Task input:
▬▬▬▬▬▬
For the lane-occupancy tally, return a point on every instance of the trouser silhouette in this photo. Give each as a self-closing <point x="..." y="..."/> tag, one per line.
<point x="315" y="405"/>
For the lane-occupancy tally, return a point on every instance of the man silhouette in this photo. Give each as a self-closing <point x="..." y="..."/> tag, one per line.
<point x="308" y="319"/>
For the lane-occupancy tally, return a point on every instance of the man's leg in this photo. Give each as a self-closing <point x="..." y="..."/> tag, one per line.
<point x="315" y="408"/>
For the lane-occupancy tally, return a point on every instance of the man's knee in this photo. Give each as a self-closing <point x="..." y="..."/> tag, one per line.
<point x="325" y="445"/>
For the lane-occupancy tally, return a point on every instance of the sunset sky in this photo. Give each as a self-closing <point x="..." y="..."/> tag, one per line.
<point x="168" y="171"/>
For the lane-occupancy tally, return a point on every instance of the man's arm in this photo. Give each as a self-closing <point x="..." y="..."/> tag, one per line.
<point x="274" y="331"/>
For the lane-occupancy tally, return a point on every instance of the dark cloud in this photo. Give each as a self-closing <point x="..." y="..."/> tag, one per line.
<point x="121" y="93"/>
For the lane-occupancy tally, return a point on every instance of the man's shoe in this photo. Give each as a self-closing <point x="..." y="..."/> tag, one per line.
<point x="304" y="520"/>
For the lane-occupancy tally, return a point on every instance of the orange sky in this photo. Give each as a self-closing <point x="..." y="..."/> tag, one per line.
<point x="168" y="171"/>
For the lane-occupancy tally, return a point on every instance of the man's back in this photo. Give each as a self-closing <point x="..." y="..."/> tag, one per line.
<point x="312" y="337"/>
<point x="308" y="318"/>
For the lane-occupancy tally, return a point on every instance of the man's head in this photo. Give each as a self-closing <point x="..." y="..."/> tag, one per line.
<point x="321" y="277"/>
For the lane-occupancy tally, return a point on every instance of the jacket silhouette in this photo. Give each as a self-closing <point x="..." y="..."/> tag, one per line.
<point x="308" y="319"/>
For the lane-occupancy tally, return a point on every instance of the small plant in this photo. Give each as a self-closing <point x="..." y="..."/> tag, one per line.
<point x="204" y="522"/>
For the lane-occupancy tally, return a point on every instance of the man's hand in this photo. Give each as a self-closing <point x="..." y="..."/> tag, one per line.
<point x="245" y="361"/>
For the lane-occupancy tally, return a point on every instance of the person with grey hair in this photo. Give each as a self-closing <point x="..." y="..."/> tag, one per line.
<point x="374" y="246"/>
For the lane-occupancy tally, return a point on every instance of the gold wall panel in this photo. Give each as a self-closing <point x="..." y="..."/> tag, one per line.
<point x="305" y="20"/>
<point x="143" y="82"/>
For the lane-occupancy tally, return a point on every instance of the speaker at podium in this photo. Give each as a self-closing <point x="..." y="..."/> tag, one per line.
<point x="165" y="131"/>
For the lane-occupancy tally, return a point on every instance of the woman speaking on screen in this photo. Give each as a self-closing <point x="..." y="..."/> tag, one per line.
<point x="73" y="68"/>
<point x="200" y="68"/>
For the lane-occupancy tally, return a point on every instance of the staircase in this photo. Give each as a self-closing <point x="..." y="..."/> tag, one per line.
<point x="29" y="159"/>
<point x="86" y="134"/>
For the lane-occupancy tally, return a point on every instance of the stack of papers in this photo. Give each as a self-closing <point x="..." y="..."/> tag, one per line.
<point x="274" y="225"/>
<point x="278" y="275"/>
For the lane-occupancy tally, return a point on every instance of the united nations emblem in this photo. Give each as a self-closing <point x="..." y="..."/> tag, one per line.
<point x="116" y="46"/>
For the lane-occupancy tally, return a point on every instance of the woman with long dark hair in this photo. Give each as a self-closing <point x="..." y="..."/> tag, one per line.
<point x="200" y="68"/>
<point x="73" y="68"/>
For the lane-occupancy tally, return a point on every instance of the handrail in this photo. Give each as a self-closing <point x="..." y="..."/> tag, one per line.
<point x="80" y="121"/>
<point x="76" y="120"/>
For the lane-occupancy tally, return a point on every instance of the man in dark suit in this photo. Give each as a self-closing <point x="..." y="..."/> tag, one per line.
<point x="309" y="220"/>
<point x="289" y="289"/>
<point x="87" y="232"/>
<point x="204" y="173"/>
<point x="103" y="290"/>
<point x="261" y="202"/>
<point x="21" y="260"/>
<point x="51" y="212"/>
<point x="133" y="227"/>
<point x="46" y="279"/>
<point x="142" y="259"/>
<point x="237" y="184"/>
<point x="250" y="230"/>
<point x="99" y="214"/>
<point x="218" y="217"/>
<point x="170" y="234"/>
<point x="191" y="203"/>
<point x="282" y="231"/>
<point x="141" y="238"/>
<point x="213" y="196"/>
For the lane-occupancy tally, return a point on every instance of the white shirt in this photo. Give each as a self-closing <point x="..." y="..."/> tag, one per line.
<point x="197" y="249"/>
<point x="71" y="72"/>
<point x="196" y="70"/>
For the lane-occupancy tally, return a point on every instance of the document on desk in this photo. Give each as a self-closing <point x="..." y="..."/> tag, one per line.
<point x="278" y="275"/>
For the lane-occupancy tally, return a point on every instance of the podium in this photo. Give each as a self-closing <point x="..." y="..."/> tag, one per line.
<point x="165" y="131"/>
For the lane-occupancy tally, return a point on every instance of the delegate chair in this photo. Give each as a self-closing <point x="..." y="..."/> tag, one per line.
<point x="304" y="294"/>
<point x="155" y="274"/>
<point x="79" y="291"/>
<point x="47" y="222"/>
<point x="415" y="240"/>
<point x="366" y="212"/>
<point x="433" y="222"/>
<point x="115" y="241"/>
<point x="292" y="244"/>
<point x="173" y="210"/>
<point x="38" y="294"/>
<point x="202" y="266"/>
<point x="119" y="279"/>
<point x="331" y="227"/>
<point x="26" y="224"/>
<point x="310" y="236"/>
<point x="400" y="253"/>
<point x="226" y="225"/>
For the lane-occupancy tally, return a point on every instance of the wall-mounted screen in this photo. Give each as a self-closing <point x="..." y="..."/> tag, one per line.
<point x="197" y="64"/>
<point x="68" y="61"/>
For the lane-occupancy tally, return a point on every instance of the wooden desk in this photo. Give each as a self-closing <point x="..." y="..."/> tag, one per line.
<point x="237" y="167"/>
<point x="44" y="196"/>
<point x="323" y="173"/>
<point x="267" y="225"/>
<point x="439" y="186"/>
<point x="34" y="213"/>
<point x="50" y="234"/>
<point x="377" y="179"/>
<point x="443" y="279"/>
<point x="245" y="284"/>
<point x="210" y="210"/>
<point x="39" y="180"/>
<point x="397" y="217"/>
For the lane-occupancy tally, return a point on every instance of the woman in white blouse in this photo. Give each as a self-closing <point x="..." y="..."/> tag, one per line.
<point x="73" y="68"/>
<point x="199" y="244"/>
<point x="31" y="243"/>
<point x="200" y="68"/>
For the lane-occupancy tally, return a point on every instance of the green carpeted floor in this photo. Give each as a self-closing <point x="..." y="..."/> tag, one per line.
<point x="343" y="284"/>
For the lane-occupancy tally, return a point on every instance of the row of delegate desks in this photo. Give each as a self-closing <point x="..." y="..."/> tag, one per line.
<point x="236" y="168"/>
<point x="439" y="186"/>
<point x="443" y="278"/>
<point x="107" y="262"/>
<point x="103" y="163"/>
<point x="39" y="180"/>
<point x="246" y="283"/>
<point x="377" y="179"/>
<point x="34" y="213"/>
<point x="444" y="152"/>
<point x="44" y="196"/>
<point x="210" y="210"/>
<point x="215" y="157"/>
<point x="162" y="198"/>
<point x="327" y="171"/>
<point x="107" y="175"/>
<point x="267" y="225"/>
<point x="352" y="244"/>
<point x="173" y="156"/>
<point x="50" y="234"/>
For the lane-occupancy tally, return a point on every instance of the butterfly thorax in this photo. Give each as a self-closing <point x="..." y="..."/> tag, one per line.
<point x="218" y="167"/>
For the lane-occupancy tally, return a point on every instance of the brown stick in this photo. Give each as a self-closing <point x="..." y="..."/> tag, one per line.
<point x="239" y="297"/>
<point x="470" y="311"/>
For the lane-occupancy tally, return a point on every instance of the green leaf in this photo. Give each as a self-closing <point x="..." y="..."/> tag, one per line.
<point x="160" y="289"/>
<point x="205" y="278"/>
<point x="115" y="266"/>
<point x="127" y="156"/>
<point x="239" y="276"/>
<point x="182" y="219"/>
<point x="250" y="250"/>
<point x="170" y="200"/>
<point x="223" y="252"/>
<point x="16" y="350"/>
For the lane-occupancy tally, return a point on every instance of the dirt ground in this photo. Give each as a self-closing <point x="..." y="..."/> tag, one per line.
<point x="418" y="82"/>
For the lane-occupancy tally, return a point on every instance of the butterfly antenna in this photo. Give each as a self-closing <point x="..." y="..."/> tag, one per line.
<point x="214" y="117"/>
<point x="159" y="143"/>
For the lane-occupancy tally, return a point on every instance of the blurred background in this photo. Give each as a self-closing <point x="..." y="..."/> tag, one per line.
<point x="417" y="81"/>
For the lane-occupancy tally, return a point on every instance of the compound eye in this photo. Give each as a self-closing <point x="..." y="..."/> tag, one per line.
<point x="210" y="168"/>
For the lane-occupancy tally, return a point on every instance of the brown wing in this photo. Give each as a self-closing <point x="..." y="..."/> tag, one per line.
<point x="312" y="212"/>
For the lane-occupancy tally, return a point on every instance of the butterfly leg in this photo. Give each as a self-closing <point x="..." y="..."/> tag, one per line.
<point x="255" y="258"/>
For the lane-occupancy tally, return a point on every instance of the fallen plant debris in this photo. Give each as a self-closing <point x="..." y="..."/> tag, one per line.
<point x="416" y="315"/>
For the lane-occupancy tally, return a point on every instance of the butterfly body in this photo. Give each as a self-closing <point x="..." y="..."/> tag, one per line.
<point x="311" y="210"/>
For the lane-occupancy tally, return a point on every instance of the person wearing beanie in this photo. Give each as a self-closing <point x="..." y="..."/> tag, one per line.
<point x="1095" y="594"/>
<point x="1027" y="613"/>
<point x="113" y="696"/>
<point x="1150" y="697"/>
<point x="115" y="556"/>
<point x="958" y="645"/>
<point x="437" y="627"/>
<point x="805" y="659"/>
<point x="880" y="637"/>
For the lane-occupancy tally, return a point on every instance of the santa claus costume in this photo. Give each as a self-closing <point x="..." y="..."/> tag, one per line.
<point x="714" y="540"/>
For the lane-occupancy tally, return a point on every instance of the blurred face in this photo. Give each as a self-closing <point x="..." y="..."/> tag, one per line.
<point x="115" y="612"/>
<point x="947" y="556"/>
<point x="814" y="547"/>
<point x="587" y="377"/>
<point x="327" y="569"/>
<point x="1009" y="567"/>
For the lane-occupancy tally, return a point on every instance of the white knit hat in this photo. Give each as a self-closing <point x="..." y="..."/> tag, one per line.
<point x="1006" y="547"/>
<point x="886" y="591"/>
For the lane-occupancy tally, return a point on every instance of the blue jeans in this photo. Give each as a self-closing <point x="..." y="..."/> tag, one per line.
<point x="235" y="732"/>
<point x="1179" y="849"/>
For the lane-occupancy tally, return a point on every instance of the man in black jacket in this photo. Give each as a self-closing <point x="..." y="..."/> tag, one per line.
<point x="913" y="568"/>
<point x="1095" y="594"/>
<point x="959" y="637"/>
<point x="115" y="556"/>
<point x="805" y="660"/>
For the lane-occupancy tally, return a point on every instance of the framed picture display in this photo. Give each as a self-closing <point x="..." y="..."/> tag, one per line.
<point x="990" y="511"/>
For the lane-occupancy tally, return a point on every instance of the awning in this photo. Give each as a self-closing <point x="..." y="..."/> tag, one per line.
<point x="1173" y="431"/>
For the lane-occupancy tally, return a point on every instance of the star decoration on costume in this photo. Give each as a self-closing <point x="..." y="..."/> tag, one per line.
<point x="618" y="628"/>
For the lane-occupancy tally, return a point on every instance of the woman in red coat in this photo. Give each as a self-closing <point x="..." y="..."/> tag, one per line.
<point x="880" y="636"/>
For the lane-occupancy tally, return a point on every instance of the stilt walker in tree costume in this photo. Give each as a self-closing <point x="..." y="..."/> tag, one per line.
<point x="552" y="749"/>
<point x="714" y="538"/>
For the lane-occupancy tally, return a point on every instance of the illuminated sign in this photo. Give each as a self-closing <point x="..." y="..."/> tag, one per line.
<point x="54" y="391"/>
▬▬▬▬▬▬
Problem statement:
Repeat exactly the lines from the line containing "woman in red" through the end of the listing above; both boundary lines are part of the output.

The output:
For the lane-occupancy tally, return a point on every instance of the woman in red coat in this photo. Give each as a self-closing <point x="..." y="..."/> tag, one per line.
<point x="880" y="636"/>
For the lane-occupancy tally, return a point on every instance of the stilt walker in tree costume in this photo. Give each as a self-closing <point x="..." y="..."/> tag, one per line.
<point x="552" y="749"/>
<point x="714" y="538"/>
For the lane-occupancy tally, return a point on every instance of the illuminated sign in this photo. Give each as a self-closing <point x="..." y="..."/> tag, one per line.
<point x="54" y="391"/>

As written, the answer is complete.